> Document excerpt
———

Paul Owor, 29, is new on the political scene and social media but has quickly become renowned for his unique fashion sense, flashy antics and vying for the Busiro South MP seat currently held by Peter Ssematimba. Quick Talk met him at Bukoto Heights, an upmarket apartment complex in the suburbs.
The meeting was scheduled for 8am, but Owor was nowhere to be seen… “I’m in another meeting but please wait for me,” he said.
After almost an hour, he arrived, followed by an entourage of hangers-on.
How do you describe Paul?
[With a wide smile] I am a young man with big dreams.
You’ve made a lot of buzz over the last few months, especially on social media [he has given followers cash, even a car…]
I think I’m real, I am me, I’m free. I’m supportive and enjoy seeing other people win. I’m a father, brother, ‘besto’ and more of a leader than a boss.
What’s your flamboyant style about? [He looks elegant in a slim-fit Hugo Boss suit]
I’m actually not flamboyant; I just represent who I am. I think people call me that because I speak straightforward. I will not say I am broke when I have Shs 2m in my pocket. We all have different personalities. I’m not a tycoon, but I share the little I have.
But you’re giving away cash on a daily basis… You even bought someone a Toyota Sienta… That does not sound like ‘the little I have’?
I do a lot of things. I have a couple of companies including a travel company, a construction company, a transportation company with about 15 trucks. My company is called Shinria Transporters. I’m very low-key and people know just a small piece of me.

———

> Supplied data
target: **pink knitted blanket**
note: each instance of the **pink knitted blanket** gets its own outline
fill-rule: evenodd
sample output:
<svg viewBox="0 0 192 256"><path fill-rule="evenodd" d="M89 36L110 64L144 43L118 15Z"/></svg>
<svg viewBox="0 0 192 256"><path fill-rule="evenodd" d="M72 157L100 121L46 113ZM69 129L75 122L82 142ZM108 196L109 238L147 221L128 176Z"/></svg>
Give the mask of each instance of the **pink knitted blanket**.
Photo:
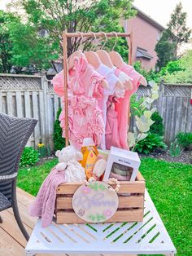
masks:
<svg viewBox="0 0 192 256"><path fill-rule="evenodd" d="M65 174L53 168L41 184L35 201L29 206L28 213L33 217L41 217L41 227L48 227L53 218L57 187L65 183Z"/></svg>

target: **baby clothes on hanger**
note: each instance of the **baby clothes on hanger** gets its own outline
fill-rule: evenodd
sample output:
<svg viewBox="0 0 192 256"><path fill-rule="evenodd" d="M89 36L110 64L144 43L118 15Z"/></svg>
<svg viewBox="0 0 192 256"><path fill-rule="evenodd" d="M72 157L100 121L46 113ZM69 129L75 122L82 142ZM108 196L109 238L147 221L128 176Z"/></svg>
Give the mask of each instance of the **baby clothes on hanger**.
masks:
<svg viewBox="0 0 192 256"><path fill-rule="evenodd" d="M98 101L98 104L101 107L103 116L103 121L104 121L104 126L106 127L107 123L107 103L108 97L110 95L113 95L116 91L116 85L118 82L118 78L116 76L115 76L113 71L108 68L107 66L104 65L103 64L101 64L100 66L97 68L97 72L100 73L101 75L105 77L105 79L107 81L109 84L109 88L103 90L103 99ZM103 133L102 136L101 140L101 148L106 149L106 144L105 144L105 133Z"/></svg>
<svg viewBox="0 0 192 256"><path fill-rule="evenodd" d="M120 142L122 148L129 149L128 145L128 111L130 104L131 95L136 92L139 85L140 79L142 77L139 73L137 73L132 66L124 64L123 66L120 68L125 74L130 77L133 81L133 89L126 90L124 97L119 99L118 104L115 104L115 109L118 113L118 127L120 130Z"/></svg>
<svg viewBox="0 0 192 256"><path fill-rule="evenodd" d="M59 121L63 137L65 137L64 108ZM68 98L68 126L69 141L74 148L81 149L83 139L87 137L92 138L95 145L99 145L105 132L105 126L97 99L83 95Z"/></svg>
<svg viewBox="0 0 192 256"><path fill-rule="evenodd" d="M48 227L53 219L57 187L66 182L63 171L53 168L41 184L35 201L29 206L28 213L41 218L42 227Z"/></svg>
<svg viewBox="0 0 192 256"><path fill-rule="evenodd" d="M110 96L107 103L107 122L105 130L106 148L110 149L111 146L120 147L120 135L117 122L117 112L115 110L113 96Z"/></svg>
<svg viewBox="0 0 192 256"><path fill-rule="evenodd" d="M102 82L104 77L100 75L83 57L76 57L74 68L68 71L68 96L83 95L101 99L103 95ZM63 70L53 77L55 92L60 97L64 95Z"/></svg>
<svg viewBox="0 0 192 256"><path fill-rule="evenodd" d="M118 98L124 98L125 90L127 90L127 82L132 79L127 76L124 72L120 71L116 67L113 66L111 68L114 74L120 79L124 85L124 89L121 90L121 94L119 94ZM106 148L110 149L111 146L121 148L120 143L120 132L118 129L118 113L115 110L115 102L118 104L118 100L116 99L116 96L110 96L107 101L107 124L106 124ZM110 107L109 107L110 106ZM119 113L120 115L120 113Z"/></svg>
<svg viewBox="0 0 192 256"><path fill-rule="evenodd" d="M84 57L76 57L74 68L68 71L68 88L74 95L101 99L102 82L105 78L94 70Z"/></svg>
<svg viewBox="0 0 192 256"><path fill-rule="evenodd" d="M129 90L126 85L127 81L133 81L133 78L129 77L123 71L120 71L119 68L117 68L116 66L112 67L112 70L114 71L115 75L120 79L120 81L124 85L124 90ZM123 97L122 97L123 98Z"/></svg>

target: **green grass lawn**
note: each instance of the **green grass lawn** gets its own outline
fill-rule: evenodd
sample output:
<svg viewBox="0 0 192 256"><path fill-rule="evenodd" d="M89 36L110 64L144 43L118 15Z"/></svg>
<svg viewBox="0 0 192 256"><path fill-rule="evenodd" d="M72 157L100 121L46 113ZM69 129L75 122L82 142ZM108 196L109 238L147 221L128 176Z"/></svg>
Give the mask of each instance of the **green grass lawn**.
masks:
<svg viewBox="0 0 192 256"><path fill-rule="evenodd" d="M36 196L57 159L19 171L18 187ZM142 158L140 171L158 212L177 249L192 255L192 166Z"/></svg>

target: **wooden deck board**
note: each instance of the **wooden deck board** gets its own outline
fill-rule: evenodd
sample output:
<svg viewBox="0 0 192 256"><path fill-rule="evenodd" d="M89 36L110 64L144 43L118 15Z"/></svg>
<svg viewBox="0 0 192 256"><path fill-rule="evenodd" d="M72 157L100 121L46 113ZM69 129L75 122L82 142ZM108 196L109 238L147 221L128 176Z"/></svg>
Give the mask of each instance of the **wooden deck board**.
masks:
<svg viewBox="0 0 192 256"><path fill-rule="evenodd" d="M17 188L17 201L20 210L20 214L23 223L27 231L31 234L33 228L36 223L37 218L31 217L28 214L28 207L34 200L34 196L27 193L26 192ZM11 209L4 210L0 213L3 219L3 223L0 223L0 255L6 256L23 256L25 255L24 248L26 246L26 241L22 235L16 221L13 215ZM40 254L38 254L40 256ZM41 254L41 256L48 256L50 254ZM59 254L62 256L61 254ZM67 255L67 254L63 254ZM68 256L75 256L76 254L70 254ZM78 254L78 256L101 256L101 254ZM102 254L103 256L109 256L109 254ZM37 254L36 255L37 256ZM120 256L113 254L113 256ZM125 254L122 255L125 256ZM126 256L136 256L128 255Z"/></svg>

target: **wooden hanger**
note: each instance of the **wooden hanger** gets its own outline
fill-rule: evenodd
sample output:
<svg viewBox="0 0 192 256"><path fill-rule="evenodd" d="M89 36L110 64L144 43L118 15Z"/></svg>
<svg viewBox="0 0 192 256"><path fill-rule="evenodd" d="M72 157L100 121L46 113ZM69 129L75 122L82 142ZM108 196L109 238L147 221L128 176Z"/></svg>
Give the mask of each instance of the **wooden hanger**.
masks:
<svg viewBox="0 0 192 256"><path fill-rule="evenodd" d="M103 46L102 46L102 49L101 50L98 50L96 51L97 55L98 55L99 59L101 60L102 63L109 67L110 68L113 68L113 64L110 59L110 56L108 55L108 52L106 51L105 50L103 50L103 47L104 46L106 45L107 43L107 37L106 35L106 33L104 32L101 32L104 34L105 36L105 42L103 43Z"/></svg>
<svg viewBox="0 0 192 256"><path fill-rule="evenodd" d="M98 68L102 64L101 60L98 55L94 51L87 51L85 52L85 55L87 59L87 61L94 68Z"/></svg>
<svg viewBox="0 0 192 256"><path fill-rule="evenodd" d="M82 56L82 52L81 51L74 51L68 60L68 70L73 68L75 59L81 58Z"/></svg>
<svg viewBox="0 0 192 256"><path fill-rule="evenodd" d="M121 55L116 51L111 51L108 53L111 61L116 68L120 68L124 64L124 60Z"/></svg>
<svg viewBox="0 0 192 256"><path fill-rule="evenodd" d="M141 83L141 85L147 86L147 82L143 76L142 76L142 77L139 79L139 82Z"/></svg>
<svg viewBox="0 0 192 256"><path fill-rule="evenodd" d="M110 68L112 68L114 67L114 64L110 59L108 52L104 50L98 50L96 51L96 54L98 55L99 59L104 65L109 67Z"/></svg>

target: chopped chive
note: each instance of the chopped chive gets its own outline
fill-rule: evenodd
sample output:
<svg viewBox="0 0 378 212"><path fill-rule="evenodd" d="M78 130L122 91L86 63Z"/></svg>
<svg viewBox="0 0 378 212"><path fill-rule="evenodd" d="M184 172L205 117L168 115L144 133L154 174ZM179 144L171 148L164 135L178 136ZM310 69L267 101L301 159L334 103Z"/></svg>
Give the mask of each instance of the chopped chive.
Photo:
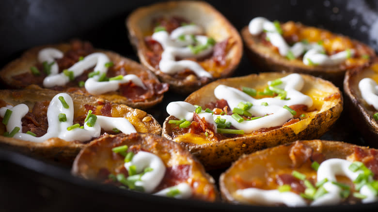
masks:
<svg viewBox="0 0 378 212"><path fill-rule="evenodd" d="M122 145L118 147L114 147L111 149L111 151L115 153L119 153L121 152L125 152L127 151L128 147L127 145Z"/></svg>
<svg viewBox="0 0 378 212"><path fill-rule="evenodd" d="M287 54L286 55L286 57L290 61L295 59L295 56L294 56L294 54L293 54L293 52L290 50L287 52Z"/></svg>
<svg viewBox="0 0 378 212"><path fill-rule="evenodd" d="M109 80L108 77L106 77L106 73L103 73L100 76L100 78L98 78L99 82L105 82Z"/></svg>
<svg viewBox="0 0 378 212"><path fill-rule="evenodd" d="M284 31L282 30L282 29L281 29L281 26L280 25L280 22L278 21L275 20L273 21L273 24L274 24L274 27L276 27L276 30L277 30L277 32L281 34L282 34L282 33L284 33Z"/></svg>
<svg viewBox="0 0 378 212"><path fill-rule="evenodd" d="M162 27L161 26L159 26L158 27L155 27L155 30L154 30L154 31L155 32L158 32L158 31L166 31L167 30L165 29L165 27Z"/></svg>
<svg viewBox="0 0 378 212"><path fill-rule="evenodd" d="M137 174L137 167L135 165L128 167L128 176L133 176L136 174Z"/></svg>
<svg viewBox="0 0 378 212"><path fill-rule="evenodd" d="M41 73L39 72L39 70L35 66L32 66L30 67L30 71L32 71L32 74L34 76L39 76L41 75Z"/></svg>
<svg viewBox="0 0 378 212"><path fill-rule="evenodd" d="M196 108L196 110L195 110L196 113L200 113L201 112L201 111L202 111L202 107L201 107L201 106L198 106Z"/></svg>
<svg viewBox="0 0 378 212"><path fill-rule="evenodd" d="M234 109L232 109L232 112L234 113L237 113L239 115L243 115L244 113L244 111L242 109L238 107L234 107Z"/></svg>
<svg viewBox="0 0 378 212"><path fill-rule="evenodd" d="M335 182L334 181L332 181L331 182L331 183L332 183L332 184L333 184L334 185L337 185L337 186L338 186L340 187L340 188L341 188L342 189L347 189L347 190L350 189L350 187L349 187L349 185L346 185L346 184L341 183L338 182Z"/></svg>
<svg viewBox="0 0 378 212"><path fill-rule="evenodd" d="M69 108L70 107L69 106L68 106L68 104L67 104L65 102L64 97L63 97L62 96L59 96L59 97L58 97L58 99L60 100L61 102L62 103L62 105L63 106L63 107L66 109Z"/></svg>
<svg viewBox="0 0 378 212"><path fill-rule="evenodd" d="M206 109L205 110L205 112L207 113L213 113L213 112L212 110L210 110L209 108L206 108Z"/></svg>
<svg viewBox="0 0 378 212"><path fill-rule="evenodd" d="M367 197L367 196L363 195L363 194L362 194L361 193L359 193L358 192L353 192L353 197L354 197L356 198L358 198L359 199L364 199L366 197Z"/></svg>
<svg viewBox="0 0 378 212"><path fill-rule="evenodd" d="M79 86L80 88L82 88L85 85L85 82L84 81L80 81L79 82Z"/></svg>
<svg viewBox="0 0 378 212"><path fill-rule="evenodd" d="M293 116L295 116L296 115L297 115L297 112L296 112L296 111L293 110L293 109L290 108L287 105L284 106L284 108L288 110L289 112L290 112Z"/></svg>
<svg viewBox="0 0 378 212"><path fill-rule="evenodd" d="M242 118L237 113L234 113L231 115L231 117L232 117L236 121L238 122L239 123L243 121L244 121L244 119Z"/></svg>
<svg viewBox="0 0 378 212"><path fill-rule="evenodd" d="M256 96L256 90L247 87L241 87L241 90L243 92L247 93L250 96Z"/></svg>
<svg viewBox="0 0 378 212"><path fill-rule="evenodd" d="M290 189L291 189L290 185L287 184L281 185L278 188L278 191L281 193L290 191Z"/></svg>
<svg viewBox="0 0 378 212"><path fill-rule="evenodd" d="M88 77L89 78L91 78L95 76L96 75L98 75L99 74L100 74L100 71L97 71L96 72L92 72L88 74Z"/></svg>
<svg viewBox="0 0 378 212"><path fill-rule="evenodd" d="M322 185L323 185L324 183L325 183L328 182L328 179L327 178L324 178L321 181L316 182L316 183L315 184L315 186L316 186L317 188L318 188L321 186Z"/></svg>
<svg viewBox="0 0 378 212"><path fill-rule="evenodd" d="M109 78L109 81L112 81L112 80L121 80L121 79L124 78L123 75L118 75L118 76L114 76L113 77Z"/></svg>
<svg viewBox="0 0 378 212"><path fill-rule="evenodd" d="M328 193L328 192L326 189L324 188L324 187L321 186L317 189L317 191L315 193L315 194L314 195L314 198L316 199Z"/></svg>
<svg viewBox="0 0 378 212"><path fill-rule="evenodd" d="M180 125L178 125L178 127L180 128L185 128L190 126L190 124L191 124L190 121L186 121L180 123Z"/></svg>
<svg viewBox="0 0 378 212"><path fill-rule="evenodd" d="M2 119L2 123L5 125L8 124L8 121L9 121L9 118L11 118L11 115L13 112L9 109L7 109L7 110L5 111L5 114L4 115L4 118Z"/></svg>
<svg viewBox="0 0 378 212"><path fill-rule="evenodd" d="M185 121L186 121L186 120L185 120L185 119L182 119L181 120L170 120L168 121L168 123L175 124L180 124L181 123L183 123L183 122Z"/></svg>
<svg viewBox="0 0 378 212"><path fill-rule="evenodd" d="M167 197L175 197L179 194L180 194L181 192L179 190L178 190L178 188L171 188L169 189L169 191L167 192Z"/></svg>
<svg viewBox="0 0 378 212"><path fill-rule="evenodd" d="M64 113L59 113L59 115L58 115L58 118L59 119L60 122L67 121L67 117Z"/></svg>
<svg viewBox="0 0 378 212"><path fill-rule="evenodd" d="M67 130L72 130L75 128L80 127L80 124L79 123L76 123L72 126L70 126L67 128Z"/></svg>
<svg viewBox="0 0 378 212"><path fill-rule="evenodd" d="M297 171L293 171L293 172L291 173L291 175L293 175L295 178L302 181L304 181L305 179L306 179L306 175Z"/></svg>
<svg viewBox="0 0 378 212"><path fill-rule="evenodd" d="M34 133L33 133L33 132L31 132L31 131L28 131L28 132L26 132L26 134L29 134L29 135L30 135L31 136L34 136L34 137L35 137L36 136L37 136L37 135L35 135Z"/></svg>
<svg viewBox="0 0 378 212"><path fill-rule="evenodd" d="M125 162L128 163L131 161L133 159L133 157L134 157L134 152L132 151L129 151L125 158Z"/></svg>
<svg viewBox="0 0 378 212"><path fill-rule="evenodd" d="M108 62L105 63L105 67L107 68L110 68L111 66L113 66L113 65L114 65L114 63L113 63L113 62L111 61L110 62Z"/></svg>
<svg viewBox="0 0 378 212"><path fill-rule="evenodd" d="M319 164L319 163L314 161L313 162L312 164L311 164L311 167L314 169L314 170L315 171L317 171L318 168L319 168L319 167L320 166L320 164Z"/></svg>
<svg viewBox="0 0 378 212"><path fill-rule="evenodd" d="M268 106L268 103L266 102L263 102L261 103L261 105L264 106Z"/></svg>
<svg viewBox="0 0 378 212"><path fill-rule="evenodd" d="M244 131L242 130L234 130L232 129L217 129L218 133L227 134L244 134Z"/></svg>

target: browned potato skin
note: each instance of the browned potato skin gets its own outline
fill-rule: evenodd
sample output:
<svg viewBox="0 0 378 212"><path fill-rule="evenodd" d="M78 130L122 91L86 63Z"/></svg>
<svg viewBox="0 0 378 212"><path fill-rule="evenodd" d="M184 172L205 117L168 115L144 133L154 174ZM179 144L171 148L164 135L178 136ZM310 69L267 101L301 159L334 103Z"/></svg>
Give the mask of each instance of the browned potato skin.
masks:
<svg viewBox="0 0 378 212"><path fill-rule="evenodd" d="M112 173L112 170L122 166L125 162L123 159L114 160L111 149L125 145L129 147L140 145L141 149L158 156L166 167L190 165L191 175L189 178L193 182L198 182L191 198L208 201L217 199L219 195L214 179L205 172L202 165L177 143L152 134L121 134L106 136L94 140L78 155L71 172L75 175L92 180L96 179L99 170L102 167L106 167Z"/></svg>
<svg viewBox="0 0 378 212"><path fill-rule="evenodd" d="M353 144L344 143L341 141L326 141L322 140L301 140L299 141L303 144L312 148L316 152L322 153L325 157L325 159L331 158L346 159L346 157L352 154L354 151L354 148L358 147L362 150L369 149L368 147L359 146ZM231 178L236 173L243 175L243 173L248 173L252 175L251 178L253 177L254 172L264 172L264 169L254 171L250 170L250 164L261 163L261 161L265 161L268 159L277 158L278 161L282 159L282 161L288 158L288 151L287 155L283 155L282 151L286 147L292 146L295 142L280 145L278 147L267 149L266 150L258 151L249 155L244 155L236 161L232 166L225 172L222 173L220 177L219 183L220 189L222 199L228 202L238 203L231 194L233 193L237 189L235 185L232 183ZM284 159L283 159L284 158ZM290 160L290 159L289 159ZM252 204L251 203L251 204Z"/></svg>
<svg viewBox="0 0 378 212"><path fill-rule="evenodd" d="M222 79L212 82L194 92L188 96L186 102L206 108L206 104L215 102L216 98L214 90L219 85L223 84L235 88L241 86L257 87L266 85L268 81L288 75L288 73L266 73L259 75L251 75L246 76ZM331 82L308 75L301 74L305 80L306 86L314 86L320 90L328 91L331 93L338 93L340 98L333 100L330 105L324 106L320 112L314 117L310 121L304 119L297 123L257 135L247 135L243 137L222 140L202 145L181 143L183 146L197 157L205 166L206 170L226 167L237 160L243 154L274 147L298 139L316 139L328 131L340 116L343 110L343 97L339 89ZM167 130L168 117L163 124L162 136L173 140ZM298 124L307 126L296 134L291 127Z"/></svg>
<svg viewBox="0 0 378 212"><path fill-rule="evenodd" d="M0 99L14 106L23 103L31 109L35 102L50 101L60 92L48 89L1 90ZM86 114L84 105L97 106L100 105L98 102L105 102L103 99L93 96L76 93L70 93L69 95L74 102L74 119ZM160 134L161 127L152 116L145 112L133 109L124 105L112 103L111 106L112 116L126 118L133 124L137 132ZM145 118L146 119L143 121ZM147 120L149 121L147 121ZM5 130L5 125L0 123L0 145L1 146L8 147L32 156L55 161L66 165L71 165L80 150L87 145L77 141L67 141L57 137L40 143L19 140L3 136Z"/></svg>
<svg viewBox="0 0 378 212"><path fill-rule="evenodd" d="M228 51L226 60L230 62L223 70L220 78L231 76L239 64L243 53L243 44L238 32L219 12L211 5L204 1L168 1L141 7L133 12L126 20L126 26L129 31L129 38L138 52L141 63L152 70L160 79L169 84L170 88L177 92L188 93L192 92L204 84L198 79L181 80L174 78L151 66L146 55L147 46L144 37L153 32L152 20L161 16L179 16L200 25L205 28L206 35L213 37L217 42L232 37L235 44ZM216 78L210 79L211 80Z"/></svg>
<svg viewBox="0 0 378 212"><path fill-rule="evenodd" d="M375 59L374 64L378 64L378 58ZM356 123L355 125L361 132L362 136L372 147L378 148L378 123L373 116L374 111L366 107L362 99L358 83L361 79L369 77L374 74L370 67L363 69L353 69L346 72L344 78L346 107L348 113Z"/></svg>
<svg viewBox="0 0 378 212"><path fill-rule="evenodd" d="M258 36L251 34L248 26L243 28L240 33L246 47L247 55L259 70L307 74L330 80L338 87L342 86L343 79L346 71L346 69L341 69L338 65L306 65L301 60L288 60L286 57L282 56L269 47L264 45ZM357 40L351 40L354 44L359 44L366 46L369 49L369 55L371 58L375 56L375 53L372 48ZM365 64L360 68L368 65L369 63Z"/></svg>
<svg viewBox="0 0 378 212"><path fill-rule="evenodd" d="M15 85L19 85L20 83L16 83L15 79L13 79L12 76L26 72L30 72L31 71L30 67L38 62L38 52L42 49L47 47L55 48L64 53L71 48L71 45L69 44L63 43L37 46L29 49L24 53L20 58L11 61L0 71L0 77L1 81L9 88L13 89L25 88L29 85L15 86ZM135 61L122 57L113 52L98 49L94 49L94 51L95 52L101 52L106 54L109 57L110 61L115 64L119 62L123 62L124 64L124 68L129 74L133 74L138 75L139 73L146 72L148 74L149 79L158 80L156 76L151 71L147 70ZM78 87L77 88L80 89L80 91L82 92L76 91L75 92L84 93L85 95L91 95L86 92L84 88ZM164 95L162 94L156 95L152 98L146 99L144 101L137 102L132 102L127 98L121 95L118 91L109 92L103 94L97 95L95 96L114 103L126 105L133 108L144 109L150 107L161 102Z"/></svg>

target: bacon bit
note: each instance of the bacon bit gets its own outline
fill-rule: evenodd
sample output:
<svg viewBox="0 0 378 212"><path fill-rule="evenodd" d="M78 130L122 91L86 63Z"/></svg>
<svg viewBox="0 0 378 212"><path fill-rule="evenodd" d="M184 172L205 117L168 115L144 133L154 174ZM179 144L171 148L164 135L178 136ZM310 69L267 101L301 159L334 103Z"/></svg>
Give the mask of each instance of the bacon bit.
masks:
<svg viewBox="0 0 378 212"><path fill-rule="evenodd" d="M294 167L299 167L308 160L313 153L313 149L299 141L296 141L290 148L289 157Z"/></svg>
<svg viewBox="0 0 378 212"><path fill-rule="evenodd" d="M246 181L237 175L232 176L232 180L235 182L236 188L239 189L244 189L248 188L261 188L263 182L260 180Z"/></svg>
<svg viewBox="0 0 378 212"><path fill-rule="evenodd" d="M323 101L330 101L333 100L335 99L340 99L340 93L333 93L328 96L324 97Z"/></svg>
<svg viewBox="0 0 378 212"><path fill-rule="evenodd" d="M111 104L107 102L100 111L103 116L111 117Z"/></svg>
<svg viewBox="0 0 378 212"><path fill-rule="evenodd" d="M277 183L280 185L290 185L291 191L297 194L304 192L306 187L301 181L289 174L278 175L276 177Z"/></svg>

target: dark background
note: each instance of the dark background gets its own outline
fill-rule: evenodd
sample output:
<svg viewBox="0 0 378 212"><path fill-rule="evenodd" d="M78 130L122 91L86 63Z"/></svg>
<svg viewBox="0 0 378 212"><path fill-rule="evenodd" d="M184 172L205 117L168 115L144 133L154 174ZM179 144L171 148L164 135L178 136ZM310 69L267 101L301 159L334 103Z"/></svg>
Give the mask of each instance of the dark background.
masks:
<svg viewBox="0 0 378 212"><path fill-rule="evenodd" d="M127 39L125 19L136 8L159 1L107 0L2 0L0 2L0 68L25 50L41 45L78 38L96 48L109 49L138 61ZM207 0L240 30L257 16L281 21L294 20L327 29L358 39L378 51L377 0ZM243 56L234 76L258 73ZM0 88L4 88L1 85ZM147 110L162 124L167 104L185 96L169 92L163 102ZM344 110L331 130L321 137L365 144ZM0 211L67 211L99 209L164 211L311 211L210 204L176 200L123 191L70 175L69 167L0 149ZM218 181L224 170L210 172ZM378 208L377 203L325 207L355 211Z"/></svg>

———

> Stated goal 1
In the interview with Paul Owor, list the kinds of companies he says he has.
> Stated goal 2
In the interview with Paul Owor, which parliamentary seat is he seeking, and who currently holds it?
The rows aren't needed for any of this.

> Final answer 1
- A travel company
- A construction company
- A transportation company with about 15 trucks

> Final answer 2
He is seeking the Busiro South MP seat, which Peter Ssematimba currently holds.